Task prompt »
Answer these questions from the passage about Genesis below, one per line:
(a) What was Peter Gabriel wearing when he walked onto the stage in Dublin in 1972?
(b) Where did Hackett place the advertisement that led to his joining the band?
(c) On which LP did Hackett's solo piece Horizons appear?

Passage »
== Segment start ==
They later gave it a second shot, and things finally took off when lead singer Peter Gabriel wandered on the stage of a boxing stadium in Dublin one night in 1972 while attired in his wife’s red cocktail dress and a fox’s head. Fleet Street ran a front-page photo of the event and the band’s fee doubled overnight as a result. Soon Genesis went on to cut their masterpiece Selling England by the Pound, and John Lennon was calling them one of his favourite bands, which was about as close to a papal blessing as you could get in their line of work.

Meanwhile, the 20-year-old Hackett had joined the lineup after placing an advertisement in the “For Hire” columns of Melody Maker, instantly bringing an astutely varied guitar sound – covering the waterfront from heavy-rock riffing to an exhilarating but plangent touch of acoustic – to the mix. His solo piece Horizons on the Foxtrot LP had a lightness of melody with which Bach might not have been disappointed. Genesis were fabulously lucky to have him, and between about 1970-75 the band invented a look and a sound that was plainly modern, eclectic, virtuosic, emotionally thoughtful and lyrically witty, with a larding of dystopianism and a refreshing aversion to the demands of playlist-pleasing, box-ticking blandness. It was their fusion of rock-band swagger with some of the technical prowess of a string quintet that informed dozens of lesser groups coming up behind them.  Whether Mars Volta and the rest recognise it or not, an awful lot of what they do is streaming Genesis.
== Segment end ==
Input data »
== Segment start ==
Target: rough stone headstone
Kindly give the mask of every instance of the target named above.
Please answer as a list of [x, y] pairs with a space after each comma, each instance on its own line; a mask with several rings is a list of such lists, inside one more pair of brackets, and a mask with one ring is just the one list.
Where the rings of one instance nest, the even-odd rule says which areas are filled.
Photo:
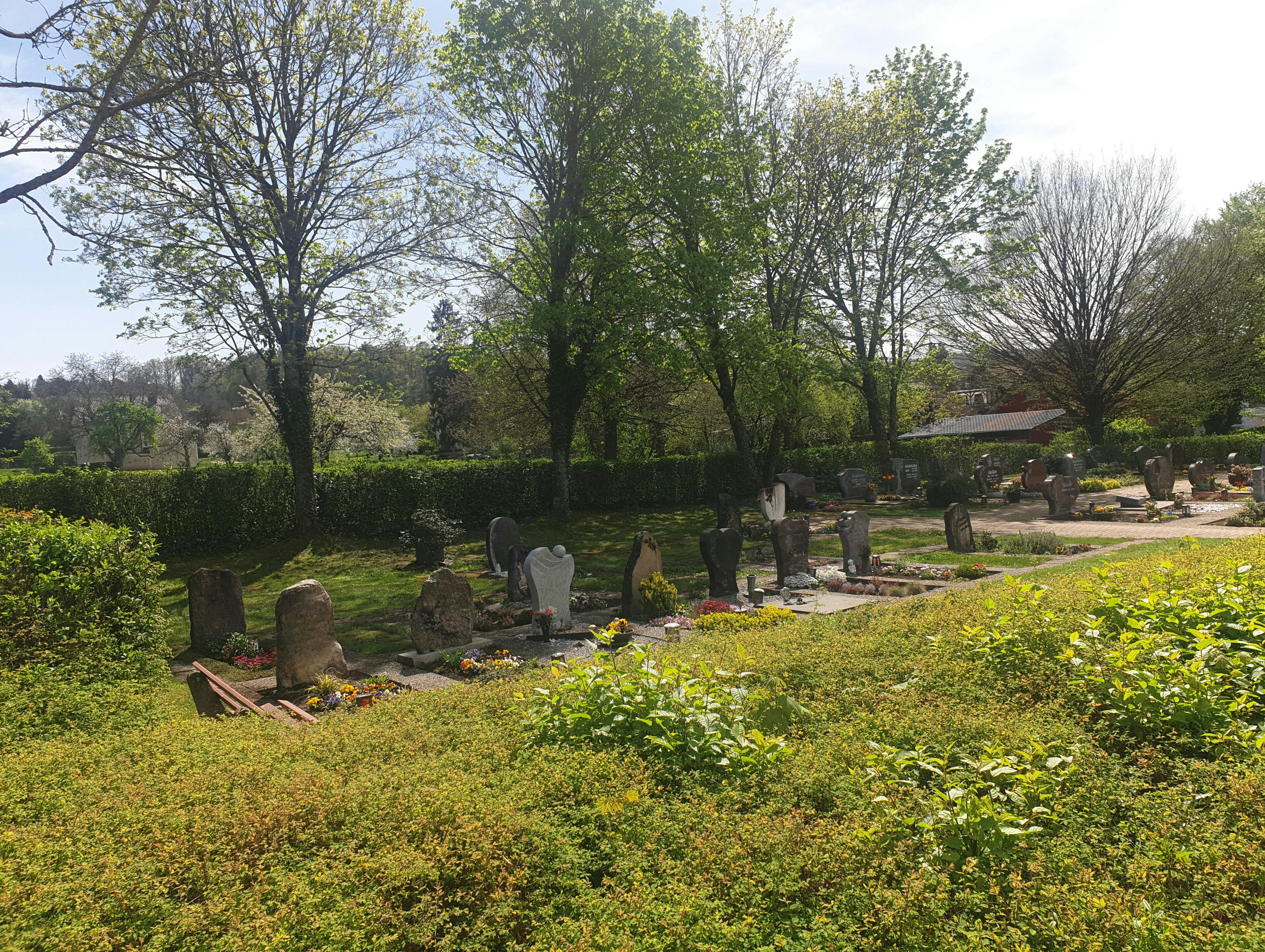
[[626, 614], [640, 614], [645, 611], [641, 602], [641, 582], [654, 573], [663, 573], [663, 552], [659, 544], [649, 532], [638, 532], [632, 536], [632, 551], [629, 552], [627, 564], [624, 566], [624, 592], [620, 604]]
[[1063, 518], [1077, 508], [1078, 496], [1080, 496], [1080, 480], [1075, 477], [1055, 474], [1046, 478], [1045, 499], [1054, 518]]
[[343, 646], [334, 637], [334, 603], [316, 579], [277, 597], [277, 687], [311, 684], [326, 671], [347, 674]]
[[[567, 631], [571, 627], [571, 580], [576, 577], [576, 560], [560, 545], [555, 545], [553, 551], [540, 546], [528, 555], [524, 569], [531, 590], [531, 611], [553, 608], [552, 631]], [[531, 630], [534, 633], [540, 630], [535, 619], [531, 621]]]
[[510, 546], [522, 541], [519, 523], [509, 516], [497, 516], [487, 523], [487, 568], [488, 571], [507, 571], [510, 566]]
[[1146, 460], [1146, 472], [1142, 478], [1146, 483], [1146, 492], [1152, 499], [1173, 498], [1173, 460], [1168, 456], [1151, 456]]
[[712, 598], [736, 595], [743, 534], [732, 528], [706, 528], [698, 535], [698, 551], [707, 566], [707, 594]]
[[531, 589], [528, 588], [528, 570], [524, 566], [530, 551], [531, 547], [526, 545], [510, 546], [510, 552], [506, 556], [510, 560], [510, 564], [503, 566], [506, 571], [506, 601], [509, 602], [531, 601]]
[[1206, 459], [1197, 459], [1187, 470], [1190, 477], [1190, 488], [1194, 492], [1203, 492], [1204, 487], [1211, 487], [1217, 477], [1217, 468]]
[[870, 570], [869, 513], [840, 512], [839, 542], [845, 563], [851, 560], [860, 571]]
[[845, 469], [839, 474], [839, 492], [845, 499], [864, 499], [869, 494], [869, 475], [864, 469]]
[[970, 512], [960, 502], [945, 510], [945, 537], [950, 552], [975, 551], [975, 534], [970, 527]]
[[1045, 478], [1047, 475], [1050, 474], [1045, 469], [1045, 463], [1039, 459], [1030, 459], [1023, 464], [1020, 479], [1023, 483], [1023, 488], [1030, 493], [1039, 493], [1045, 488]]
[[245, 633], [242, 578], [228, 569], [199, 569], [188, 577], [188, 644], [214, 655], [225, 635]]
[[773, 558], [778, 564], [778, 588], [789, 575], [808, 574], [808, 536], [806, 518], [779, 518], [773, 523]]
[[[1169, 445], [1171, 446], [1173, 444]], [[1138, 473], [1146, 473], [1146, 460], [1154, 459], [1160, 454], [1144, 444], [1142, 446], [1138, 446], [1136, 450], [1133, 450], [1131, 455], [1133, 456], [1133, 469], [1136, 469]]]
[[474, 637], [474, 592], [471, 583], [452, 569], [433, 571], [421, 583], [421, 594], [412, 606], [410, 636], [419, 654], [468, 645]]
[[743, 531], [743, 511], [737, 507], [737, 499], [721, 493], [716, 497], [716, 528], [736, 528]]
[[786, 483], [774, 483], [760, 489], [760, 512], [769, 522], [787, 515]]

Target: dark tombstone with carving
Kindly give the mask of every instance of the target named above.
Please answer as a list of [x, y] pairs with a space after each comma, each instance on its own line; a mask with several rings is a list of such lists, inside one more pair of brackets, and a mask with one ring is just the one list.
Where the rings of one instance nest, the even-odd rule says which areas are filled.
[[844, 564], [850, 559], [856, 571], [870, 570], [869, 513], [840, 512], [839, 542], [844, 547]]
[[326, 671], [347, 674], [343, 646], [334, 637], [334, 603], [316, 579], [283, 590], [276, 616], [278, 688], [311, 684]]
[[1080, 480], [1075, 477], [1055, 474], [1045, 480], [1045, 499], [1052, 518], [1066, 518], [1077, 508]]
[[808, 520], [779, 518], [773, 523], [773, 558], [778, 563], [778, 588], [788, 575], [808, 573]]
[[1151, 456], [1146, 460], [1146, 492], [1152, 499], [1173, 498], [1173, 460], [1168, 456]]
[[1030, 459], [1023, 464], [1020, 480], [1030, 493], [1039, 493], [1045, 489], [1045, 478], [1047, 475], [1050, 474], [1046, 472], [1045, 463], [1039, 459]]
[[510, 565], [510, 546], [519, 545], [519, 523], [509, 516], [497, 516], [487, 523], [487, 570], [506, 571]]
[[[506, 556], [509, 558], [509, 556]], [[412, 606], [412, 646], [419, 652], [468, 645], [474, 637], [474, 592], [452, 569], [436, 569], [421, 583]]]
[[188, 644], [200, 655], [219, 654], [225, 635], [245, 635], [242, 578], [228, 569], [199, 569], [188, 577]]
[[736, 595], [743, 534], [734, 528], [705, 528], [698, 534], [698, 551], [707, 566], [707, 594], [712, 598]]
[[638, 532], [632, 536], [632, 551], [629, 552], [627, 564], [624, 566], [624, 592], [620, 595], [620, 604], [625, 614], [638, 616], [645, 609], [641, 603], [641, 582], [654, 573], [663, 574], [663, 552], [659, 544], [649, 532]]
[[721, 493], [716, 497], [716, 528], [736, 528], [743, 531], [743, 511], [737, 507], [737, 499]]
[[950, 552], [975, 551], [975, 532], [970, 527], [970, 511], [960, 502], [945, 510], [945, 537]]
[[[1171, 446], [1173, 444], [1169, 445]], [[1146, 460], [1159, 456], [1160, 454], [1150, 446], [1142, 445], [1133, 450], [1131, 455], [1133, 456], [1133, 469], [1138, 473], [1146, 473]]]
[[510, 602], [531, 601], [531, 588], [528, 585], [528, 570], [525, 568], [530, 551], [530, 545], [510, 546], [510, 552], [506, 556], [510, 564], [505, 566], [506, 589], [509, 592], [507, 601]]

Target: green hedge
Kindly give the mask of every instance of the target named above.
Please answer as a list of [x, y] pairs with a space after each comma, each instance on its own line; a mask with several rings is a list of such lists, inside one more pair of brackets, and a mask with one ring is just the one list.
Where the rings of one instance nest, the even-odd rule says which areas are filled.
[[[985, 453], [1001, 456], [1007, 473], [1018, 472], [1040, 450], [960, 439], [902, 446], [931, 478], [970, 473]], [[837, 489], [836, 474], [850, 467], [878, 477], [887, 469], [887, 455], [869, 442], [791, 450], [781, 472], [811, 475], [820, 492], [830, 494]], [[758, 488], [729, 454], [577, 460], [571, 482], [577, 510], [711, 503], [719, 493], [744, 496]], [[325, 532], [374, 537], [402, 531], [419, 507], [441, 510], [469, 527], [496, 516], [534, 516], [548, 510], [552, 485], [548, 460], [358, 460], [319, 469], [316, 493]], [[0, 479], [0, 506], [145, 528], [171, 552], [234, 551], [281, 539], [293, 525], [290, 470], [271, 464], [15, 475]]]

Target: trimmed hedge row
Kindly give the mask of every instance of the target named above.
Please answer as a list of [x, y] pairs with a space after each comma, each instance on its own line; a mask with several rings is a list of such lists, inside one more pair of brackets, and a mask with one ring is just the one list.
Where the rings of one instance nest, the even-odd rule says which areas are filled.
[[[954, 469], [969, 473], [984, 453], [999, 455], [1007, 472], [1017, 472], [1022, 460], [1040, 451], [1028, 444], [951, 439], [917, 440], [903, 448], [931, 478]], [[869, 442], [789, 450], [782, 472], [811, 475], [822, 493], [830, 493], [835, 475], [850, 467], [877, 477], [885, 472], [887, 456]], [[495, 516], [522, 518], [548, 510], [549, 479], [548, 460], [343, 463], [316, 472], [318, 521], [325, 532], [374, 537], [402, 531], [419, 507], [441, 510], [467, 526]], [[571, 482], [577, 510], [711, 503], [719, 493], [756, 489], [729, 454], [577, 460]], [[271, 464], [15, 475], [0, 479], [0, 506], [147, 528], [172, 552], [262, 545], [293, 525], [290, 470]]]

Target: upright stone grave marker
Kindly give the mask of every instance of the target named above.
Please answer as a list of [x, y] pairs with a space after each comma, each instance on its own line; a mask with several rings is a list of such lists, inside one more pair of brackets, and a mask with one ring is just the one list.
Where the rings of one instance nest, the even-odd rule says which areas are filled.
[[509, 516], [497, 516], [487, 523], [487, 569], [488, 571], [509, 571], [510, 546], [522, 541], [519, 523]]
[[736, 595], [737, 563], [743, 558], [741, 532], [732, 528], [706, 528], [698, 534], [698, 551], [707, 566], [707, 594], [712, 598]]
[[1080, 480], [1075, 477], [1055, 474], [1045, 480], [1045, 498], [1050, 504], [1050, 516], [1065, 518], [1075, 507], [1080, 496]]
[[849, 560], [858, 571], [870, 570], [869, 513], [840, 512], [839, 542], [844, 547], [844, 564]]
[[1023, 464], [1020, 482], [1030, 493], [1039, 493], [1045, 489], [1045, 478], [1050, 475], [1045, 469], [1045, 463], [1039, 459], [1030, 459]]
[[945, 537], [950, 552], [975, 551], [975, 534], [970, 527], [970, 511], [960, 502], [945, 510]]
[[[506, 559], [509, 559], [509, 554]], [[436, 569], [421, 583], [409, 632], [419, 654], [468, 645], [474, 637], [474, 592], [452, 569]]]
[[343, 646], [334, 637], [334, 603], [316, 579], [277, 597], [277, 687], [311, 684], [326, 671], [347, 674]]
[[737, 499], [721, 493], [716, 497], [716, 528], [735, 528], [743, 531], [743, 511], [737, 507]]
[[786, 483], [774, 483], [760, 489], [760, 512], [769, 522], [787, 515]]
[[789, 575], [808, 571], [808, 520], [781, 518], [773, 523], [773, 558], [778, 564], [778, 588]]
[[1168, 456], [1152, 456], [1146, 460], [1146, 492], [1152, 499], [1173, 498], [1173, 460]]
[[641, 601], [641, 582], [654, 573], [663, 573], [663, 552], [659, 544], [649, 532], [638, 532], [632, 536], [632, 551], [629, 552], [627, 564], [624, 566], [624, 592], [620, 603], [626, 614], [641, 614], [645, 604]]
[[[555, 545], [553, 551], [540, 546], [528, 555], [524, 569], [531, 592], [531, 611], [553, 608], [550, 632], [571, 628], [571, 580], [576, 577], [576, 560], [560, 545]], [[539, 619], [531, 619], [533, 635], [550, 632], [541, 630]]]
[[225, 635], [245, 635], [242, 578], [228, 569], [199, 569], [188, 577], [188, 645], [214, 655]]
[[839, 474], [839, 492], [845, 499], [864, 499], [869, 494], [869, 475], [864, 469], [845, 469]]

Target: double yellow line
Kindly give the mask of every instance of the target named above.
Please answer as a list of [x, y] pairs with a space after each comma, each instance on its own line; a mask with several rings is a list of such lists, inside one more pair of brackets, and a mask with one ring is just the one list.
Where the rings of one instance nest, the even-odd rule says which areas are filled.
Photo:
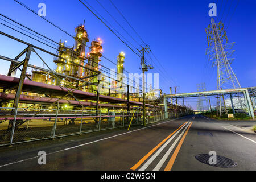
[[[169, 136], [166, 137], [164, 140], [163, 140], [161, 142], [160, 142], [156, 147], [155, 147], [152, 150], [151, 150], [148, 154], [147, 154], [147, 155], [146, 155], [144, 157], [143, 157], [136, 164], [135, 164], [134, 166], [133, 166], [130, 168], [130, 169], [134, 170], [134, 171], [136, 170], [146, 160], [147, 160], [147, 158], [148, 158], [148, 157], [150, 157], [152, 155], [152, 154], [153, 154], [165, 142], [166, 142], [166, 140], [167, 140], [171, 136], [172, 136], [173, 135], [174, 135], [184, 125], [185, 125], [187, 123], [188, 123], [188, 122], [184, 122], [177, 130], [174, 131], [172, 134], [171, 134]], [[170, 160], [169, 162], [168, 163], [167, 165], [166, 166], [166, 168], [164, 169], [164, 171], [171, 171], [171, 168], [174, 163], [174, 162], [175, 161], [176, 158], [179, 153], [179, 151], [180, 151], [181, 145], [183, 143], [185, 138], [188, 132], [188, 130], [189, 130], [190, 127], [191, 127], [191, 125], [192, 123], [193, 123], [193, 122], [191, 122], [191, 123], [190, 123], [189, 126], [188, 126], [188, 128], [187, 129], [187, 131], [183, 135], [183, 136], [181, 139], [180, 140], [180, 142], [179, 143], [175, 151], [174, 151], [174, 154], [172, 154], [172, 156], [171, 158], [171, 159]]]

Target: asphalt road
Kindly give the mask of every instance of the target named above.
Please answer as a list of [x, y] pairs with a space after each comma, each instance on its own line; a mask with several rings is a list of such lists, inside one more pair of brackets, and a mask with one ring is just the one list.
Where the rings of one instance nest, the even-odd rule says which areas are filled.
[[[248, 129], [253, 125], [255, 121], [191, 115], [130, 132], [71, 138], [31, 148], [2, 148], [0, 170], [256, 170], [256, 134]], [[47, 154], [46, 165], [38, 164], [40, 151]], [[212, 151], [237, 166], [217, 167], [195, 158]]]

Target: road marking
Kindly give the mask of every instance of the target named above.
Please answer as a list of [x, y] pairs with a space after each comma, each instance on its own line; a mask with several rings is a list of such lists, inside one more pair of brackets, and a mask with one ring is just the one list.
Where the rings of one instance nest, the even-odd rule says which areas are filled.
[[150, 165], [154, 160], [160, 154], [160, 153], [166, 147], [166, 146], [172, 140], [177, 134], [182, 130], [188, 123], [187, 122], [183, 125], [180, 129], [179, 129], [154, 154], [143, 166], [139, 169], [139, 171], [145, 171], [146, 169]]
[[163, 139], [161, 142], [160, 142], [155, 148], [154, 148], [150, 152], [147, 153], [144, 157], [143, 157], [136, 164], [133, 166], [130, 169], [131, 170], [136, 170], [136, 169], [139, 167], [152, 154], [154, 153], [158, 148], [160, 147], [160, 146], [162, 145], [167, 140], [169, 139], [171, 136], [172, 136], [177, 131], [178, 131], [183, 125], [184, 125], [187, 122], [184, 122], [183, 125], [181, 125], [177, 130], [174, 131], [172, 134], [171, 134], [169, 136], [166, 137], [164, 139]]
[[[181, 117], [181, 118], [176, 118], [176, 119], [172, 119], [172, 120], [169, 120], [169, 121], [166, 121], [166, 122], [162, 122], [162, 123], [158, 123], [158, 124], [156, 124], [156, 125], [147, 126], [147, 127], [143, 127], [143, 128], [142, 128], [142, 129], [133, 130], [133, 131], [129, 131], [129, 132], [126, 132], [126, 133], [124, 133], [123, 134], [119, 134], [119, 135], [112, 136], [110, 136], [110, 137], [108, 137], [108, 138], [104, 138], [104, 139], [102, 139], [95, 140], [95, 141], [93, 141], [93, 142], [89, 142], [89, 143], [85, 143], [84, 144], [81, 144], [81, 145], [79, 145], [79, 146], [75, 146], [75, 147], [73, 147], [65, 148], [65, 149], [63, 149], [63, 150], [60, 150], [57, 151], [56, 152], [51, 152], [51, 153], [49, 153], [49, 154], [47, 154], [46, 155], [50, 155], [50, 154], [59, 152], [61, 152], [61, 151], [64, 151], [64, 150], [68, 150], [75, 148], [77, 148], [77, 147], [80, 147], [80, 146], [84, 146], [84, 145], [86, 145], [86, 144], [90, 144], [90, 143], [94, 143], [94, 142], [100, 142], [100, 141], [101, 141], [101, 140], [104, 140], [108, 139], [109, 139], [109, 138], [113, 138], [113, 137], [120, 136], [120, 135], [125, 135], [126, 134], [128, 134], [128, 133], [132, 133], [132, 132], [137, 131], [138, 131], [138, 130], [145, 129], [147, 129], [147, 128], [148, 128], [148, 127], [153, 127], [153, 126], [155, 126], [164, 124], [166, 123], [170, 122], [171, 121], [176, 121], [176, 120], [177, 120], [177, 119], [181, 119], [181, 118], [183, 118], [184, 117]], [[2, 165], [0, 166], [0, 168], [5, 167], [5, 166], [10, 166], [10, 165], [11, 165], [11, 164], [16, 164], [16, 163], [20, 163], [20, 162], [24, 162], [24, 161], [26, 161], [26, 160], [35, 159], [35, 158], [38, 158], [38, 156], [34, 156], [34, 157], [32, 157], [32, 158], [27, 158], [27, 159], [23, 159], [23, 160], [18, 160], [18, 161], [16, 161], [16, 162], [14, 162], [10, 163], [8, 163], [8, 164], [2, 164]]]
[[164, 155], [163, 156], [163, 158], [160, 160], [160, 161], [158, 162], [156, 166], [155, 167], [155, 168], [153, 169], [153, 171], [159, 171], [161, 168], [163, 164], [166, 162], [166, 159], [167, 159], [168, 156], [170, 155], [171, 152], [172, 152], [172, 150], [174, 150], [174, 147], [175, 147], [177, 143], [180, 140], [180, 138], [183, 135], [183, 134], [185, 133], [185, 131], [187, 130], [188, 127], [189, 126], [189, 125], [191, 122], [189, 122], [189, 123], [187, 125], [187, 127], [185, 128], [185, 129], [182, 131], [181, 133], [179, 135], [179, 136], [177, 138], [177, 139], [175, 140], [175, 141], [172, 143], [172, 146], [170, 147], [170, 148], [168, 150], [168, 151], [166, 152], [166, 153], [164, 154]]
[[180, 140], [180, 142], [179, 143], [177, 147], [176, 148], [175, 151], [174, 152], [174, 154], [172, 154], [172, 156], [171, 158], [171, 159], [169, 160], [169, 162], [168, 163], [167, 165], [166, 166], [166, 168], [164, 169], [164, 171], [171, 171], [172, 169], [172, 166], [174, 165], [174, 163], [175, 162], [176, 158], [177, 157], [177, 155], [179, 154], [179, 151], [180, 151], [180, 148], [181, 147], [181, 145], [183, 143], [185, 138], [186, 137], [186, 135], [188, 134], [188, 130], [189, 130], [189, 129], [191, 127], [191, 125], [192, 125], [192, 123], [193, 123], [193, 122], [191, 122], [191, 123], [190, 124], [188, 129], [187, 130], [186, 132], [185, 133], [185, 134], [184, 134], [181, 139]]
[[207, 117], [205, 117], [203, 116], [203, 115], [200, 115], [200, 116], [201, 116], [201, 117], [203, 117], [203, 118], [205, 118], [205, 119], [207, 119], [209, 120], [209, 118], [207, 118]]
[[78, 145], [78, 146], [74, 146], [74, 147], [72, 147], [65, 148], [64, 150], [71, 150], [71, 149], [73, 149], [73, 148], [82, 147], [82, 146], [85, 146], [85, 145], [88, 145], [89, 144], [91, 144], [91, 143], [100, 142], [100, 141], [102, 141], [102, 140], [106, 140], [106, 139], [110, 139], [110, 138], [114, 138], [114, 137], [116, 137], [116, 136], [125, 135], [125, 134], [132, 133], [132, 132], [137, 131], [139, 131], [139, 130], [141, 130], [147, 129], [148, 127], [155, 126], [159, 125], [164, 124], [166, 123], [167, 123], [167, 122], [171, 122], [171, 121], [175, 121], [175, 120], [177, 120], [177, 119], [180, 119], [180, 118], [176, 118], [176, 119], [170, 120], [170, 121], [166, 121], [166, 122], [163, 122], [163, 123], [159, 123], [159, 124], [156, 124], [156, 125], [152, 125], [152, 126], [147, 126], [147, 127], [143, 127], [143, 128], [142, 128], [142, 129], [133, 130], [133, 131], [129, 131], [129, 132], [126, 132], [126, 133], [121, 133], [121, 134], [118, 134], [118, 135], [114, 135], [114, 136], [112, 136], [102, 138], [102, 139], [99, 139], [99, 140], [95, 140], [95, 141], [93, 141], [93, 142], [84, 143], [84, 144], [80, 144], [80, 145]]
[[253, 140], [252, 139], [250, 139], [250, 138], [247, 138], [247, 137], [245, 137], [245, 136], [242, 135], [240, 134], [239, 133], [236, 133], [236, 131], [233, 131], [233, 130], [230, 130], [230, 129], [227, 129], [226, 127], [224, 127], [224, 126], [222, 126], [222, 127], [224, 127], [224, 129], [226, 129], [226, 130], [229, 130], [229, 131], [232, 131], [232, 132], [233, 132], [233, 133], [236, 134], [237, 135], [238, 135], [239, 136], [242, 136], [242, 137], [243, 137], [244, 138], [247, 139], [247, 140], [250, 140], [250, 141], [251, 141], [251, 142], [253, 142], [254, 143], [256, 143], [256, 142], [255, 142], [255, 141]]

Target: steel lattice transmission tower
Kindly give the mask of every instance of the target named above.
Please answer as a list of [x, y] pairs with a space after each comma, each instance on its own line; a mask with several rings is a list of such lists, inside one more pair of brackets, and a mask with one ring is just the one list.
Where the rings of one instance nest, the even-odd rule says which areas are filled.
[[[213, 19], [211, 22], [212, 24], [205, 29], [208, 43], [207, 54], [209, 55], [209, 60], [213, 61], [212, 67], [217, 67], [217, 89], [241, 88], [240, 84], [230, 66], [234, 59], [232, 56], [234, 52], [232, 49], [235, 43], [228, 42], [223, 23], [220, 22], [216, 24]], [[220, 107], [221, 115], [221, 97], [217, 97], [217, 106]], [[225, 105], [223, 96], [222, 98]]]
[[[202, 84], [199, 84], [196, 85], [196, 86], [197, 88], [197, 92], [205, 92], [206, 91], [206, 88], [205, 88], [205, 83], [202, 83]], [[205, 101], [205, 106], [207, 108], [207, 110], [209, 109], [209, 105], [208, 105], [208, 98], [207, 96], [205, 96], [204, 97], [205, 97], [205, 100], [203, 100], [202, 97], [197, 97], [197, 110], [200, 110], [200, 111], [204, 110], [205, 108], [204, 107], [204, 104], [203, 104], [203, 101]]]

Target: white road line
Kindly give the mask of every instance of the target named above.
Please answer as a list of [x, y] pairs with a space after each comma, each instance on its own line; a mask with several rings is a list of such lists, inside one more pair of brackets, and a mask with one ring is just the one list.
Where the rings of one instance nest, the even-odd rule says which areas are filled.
== Segment end ==
Answer box »
(a) His wife's red cocktail dress and a fox's head.
(b) In the "For Hire" columns of Melody Maker.
(c) Foxtrot.